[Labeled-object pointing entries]

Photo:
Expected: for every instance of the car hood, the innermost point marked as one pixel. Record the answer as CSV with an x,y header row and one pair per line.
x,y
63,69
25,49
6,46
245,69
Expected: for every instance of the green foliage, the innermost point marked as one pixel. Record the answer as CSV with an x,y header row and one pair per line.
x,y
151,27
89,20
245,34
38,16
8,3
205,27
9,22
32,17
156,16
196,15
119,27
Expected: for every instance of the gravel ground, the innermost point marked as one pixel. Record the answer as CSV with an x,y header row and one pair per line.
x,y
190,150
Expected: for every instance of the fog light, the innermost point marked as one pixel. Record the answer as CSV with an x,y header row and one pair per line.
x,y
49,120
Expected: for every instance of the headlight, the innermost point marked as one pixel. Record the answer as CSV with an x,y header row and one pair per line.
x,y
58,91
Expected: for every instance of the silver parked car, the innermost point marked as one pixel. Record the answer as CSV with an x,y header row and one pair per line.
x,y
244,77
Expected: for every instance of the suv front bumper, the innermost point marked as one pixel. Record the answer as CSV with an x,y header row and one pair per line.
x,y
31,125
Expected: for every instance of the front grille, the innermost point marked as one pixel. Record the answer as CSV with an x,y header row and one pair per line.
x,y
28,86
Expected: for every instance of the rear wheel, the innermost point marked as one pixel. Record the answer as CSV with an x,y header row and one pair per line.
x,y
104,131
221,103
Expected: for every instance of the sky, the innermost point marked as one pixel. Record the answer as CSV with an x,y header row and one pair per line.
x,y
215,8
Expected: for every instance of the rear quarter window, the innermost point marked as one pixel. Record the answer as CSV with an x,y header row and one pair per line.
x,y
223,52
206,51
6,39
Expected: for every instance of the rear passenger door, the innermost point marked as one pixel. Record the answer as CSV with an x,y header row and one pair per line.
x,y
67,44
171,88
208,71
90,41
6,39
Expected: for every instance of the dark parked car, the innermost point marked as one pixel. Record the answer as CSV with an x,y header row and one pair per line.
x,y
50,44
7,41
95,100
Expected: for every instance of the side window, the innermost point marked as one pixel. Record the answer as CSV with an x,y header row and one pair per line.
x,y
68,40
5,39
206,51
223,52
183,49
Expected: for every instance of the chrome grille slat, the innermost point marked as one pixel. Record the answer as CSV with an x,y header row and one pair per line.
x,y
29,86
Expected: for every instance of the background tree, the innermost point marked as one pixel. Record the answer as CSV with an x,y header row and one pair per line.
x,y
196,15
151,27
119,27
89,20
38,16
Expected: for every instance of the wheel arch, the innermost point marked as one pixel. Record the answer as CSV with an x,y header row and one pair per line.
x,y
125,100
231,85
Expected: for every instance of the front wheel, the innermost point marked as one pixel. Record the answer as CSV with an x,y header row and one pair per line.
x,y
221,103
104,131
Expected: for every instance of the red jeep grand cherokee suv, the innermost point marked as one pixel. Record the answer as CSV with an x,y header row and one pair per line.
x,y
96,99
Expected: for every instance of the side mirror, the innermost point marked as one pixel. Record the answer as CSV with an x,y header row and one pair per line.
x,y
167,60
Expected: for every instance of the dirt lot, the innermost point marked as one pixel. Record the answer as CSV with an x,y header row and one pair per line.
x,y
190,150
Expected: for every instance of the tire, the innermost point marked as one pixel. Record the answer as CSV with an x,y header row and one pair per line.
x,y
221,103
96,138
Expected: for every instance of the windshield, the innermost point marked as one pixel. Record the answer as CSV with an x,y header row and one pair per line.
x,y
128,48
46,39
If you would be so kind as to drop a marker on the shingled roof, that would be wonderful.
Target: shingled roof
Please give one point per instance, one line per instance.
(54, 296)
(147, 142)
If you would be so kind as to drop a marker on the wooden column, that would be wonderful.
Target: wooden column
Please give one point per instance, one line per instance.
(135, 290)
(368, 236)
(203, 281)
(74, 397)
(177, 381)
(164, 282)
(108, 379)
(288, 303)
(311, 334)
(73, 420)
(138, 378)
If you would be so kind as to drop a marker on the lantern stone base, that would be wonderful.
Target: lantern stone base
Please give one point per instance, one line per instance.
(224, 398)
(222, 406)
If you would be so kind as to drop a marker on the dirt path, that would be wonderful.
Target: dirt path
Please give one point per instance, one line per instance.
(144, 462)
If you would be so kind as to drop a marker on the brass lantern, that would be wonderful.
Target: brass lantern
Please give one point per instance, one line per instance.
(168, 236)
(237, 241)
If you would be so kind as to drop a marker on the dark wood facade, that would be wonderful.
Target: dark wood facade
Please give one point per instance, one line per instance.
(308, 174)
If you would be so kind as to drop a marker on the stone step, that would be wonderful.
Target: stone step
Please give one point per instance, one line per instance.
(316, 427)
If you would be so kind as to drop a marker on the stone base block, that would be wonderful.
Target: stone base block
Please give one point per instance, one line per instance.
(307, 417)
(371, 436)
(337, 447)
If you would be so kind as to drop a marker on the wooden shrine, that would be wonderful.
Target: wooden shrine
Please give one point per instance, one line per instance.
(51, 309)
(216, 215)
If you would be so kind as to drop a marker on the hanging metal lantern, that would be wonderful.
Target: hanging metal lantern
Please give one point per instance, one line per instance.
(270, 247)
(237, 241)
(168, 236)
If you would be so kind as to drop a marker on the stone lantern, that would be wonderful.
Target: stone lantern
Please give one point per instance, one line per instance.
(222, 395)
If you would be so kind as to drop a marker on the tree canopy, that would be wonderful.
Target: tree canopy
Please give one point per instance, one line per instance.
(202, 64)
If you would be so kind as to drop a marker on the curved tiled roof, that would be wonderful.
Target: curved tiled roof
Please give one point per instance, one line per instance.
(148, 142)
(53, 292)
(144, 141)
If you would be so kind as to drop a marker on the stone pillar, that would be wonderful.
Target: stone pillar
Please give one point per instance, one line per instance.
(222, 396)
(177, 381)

TASK PROMPT: Copy out the lines that begin with the one containing "brass lantern, that would be wonderful." and continue through the end of the records, keeping every character unchanged.

FULL RESPONSE:
If you would be so kind as to drop a marker on the brass lantern, that would be wonderful.
Target: brass lantern
Please give one point per instance, one line per instance.
(168, 236)
(237, 241)
If you would be so kind as to drop a marker on the dark wood facade, that would be wonderful.
Target: dark wood facade
Please give one point per instance, one line per instance.
(308, 174)
If you would be so kind as to drop a marker on the stone step, that would be wonderful.
Target: stone step
Please give one point per instance, one line per instance.
(316, 427)
If you would be so kind as to drop a marker on the stone base block, that would be wonderful.
Target: stone base block
Please give one point per instance, one line per instance.
(307, 417)
(371, 436)
(337, 447)
If you would be so kind as to drop a marker on the wooden shrine, that would be wonderful.
Target: wooden shrine
Please give one point per instance, one line per instance.
(51, 309)
(216, 215)
If you would be so kind as to drop a marker on the hanging metal lantern, that would be wonderful.
Target: hanging metal lantern
Please give one point per instance, one line per instance.
(270, 247)
(237, 241)
(168, 236)
If you would be so kind as to drop a marker on the stone lantern, that would be wonderful.
Target: stone lantern
Please give one point per instance, one line per instance.
(222, 395)
If you would be so kind as to drop a marker on the tree canopy, that would be wonderful.
Target: tree canopy
Please give one point per instance, one line per instance.
(202, 64)
If you would be so kind as to drop a marker on the curved tiled roof, that would be wonderful.
Target: curved tiled roof
Please give one point per instance, one line per instance.
(148, 142)
(53, 292)
(144, 141)
If you would be so kind as to drop a marker on the stone pillar, that would be wonderful.
Target: stone pillar
Please give one point per instance, one line per instance.
(222, 396)
(177, 381)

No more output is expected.